*Text section*:
- Opening Delimiter -

Active COVID-19 cases — those where the patient is still considered contagious — peaked at 778 on Sept. 16 as the delta variant of the virus ran roughshod over the community. Intensive care units around the region were overwhelmed with COVID-19 patients.

On Tuesday, 23 patients were hospitalized with COVID-19 in Nacogdoches County, seven of them in intensive care.

“I don’t think we’re going to see the numbers quit going up until around the 20th. I think around the end of next week it might start slowing down but I might be wrong,” Kiplinger said.

The omicron variant of the virus appears to be the most contagious yet and is often sickening people who have been vaccinated. Reports from the World Health Organization indicate the variant reduces most vaccine effectiveness to 30% while other vaccines are totally ineffective.

The organization reports that boosters can raise effectiveness up to 75%.

Symptoms, however, seem to be milder than previous variants. In the United Kingdom and South Africa, where the variant spread before making its way to the United States, studies found between 30 and 70% fewer people required hospitalization.

Vaccines and boosters are widely available throughout Nacogdoches.

The city hosts vaccine clinics on Fridays at the CL Simon Recreation Center, 1112 North St. Anyone who has been exposed to COVID-19 or recovered from the disease should wait at least 14 days before receiving a booster or vaccine.

The period extends to 90 days for people who have received monoclonal antibody treatment.

Three candidates miss event with COVID

Three Republican Primary candidates including incumbent state Rep. Travis Clardy missed an introductory event Monday after testing positive for COVID-19.

Clardy, a Nacogdoches attorney, sent district representative Jerri Jones to speak in his stead while primary challengers Greg Caldwell, Rachael Hale and Mark Williams made pitches to more than 120 voters during the lunch meeting of Nacogdoches Republican Women.

“He’s at home going though his second round of COVID,” Jones said. “He tested positive yesterday, and Judy tested positive Saturday.”

Clardy first tested positive in August during a surge of the delta variant of the virus. He has previously told The Daily Sentinel that he is fully vaccinated.

The omicron variant has been widely sickening vaccinated people, though symptoms appear to be milder than previous variants of the virus.

- Closing Delimiter -

*Action item*: In the COVID-19 news report, where does the city host its Friday vaccine clinics?

*Dataset records*:
- Opening Delimiter -

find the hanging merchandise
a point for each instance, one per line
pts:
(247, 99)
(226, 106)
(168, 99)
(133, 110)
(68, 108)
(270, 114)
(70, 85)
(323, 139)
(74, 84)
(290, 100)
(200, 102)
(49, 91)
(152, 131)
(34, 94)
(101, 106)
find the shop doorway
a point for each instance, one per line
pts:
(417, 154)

- Closing Delimiter -
- Opening Delimiter -

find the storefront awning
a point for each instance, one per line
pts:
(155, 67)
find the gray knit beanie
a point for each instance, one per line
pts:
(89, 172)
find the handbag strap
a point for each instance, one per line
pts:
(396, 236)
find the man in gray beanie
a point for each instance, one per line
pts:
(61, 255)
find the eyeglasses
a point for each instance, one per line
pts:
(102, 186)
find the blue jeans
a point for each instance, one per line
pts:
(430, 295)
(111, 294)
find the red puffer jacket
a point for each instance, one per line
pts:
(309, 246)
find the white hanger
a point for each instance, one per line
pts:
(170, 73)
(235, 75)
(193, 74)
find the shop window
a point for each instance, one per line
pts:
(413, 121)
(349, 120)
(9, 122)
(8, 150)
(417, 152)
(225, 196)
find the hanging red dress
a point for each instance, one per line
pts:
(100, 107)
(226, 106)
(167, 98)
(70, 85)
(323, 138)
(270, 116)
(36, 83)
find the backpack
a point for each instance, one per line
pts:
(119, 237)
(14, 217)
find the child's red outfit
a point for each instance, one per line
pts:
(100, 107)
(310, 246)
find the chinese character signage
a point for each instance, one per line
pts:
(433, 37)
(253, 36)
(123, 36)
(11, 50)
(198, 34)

- Closing Delimiter -
- Opening Delimiter -

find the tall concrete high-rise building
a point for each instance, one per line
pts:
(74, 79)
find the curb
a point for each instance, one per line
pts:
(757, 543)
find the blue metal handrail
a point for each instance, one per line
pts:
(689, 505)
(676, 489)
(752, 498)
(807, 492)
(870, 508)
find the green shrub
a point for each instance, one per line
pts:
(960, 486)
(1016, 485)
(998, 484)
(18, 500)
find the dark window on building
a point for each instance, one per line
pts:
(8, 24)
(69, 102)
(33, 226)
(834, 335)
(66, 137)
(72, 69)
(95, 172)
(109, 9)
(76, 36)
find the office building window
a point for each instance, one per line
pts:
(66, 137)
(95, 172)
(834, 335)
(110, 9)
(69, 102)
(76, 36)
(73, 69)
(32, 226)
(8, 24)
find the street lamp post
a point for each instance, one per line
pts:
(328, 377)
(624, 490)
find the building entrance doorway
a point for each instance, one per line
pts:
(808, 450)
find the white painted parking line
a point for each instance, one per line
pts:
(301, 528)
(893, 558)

- Closing Delimiter -

*Task output*: At the CL Simon Recreation Center, 1112 North St.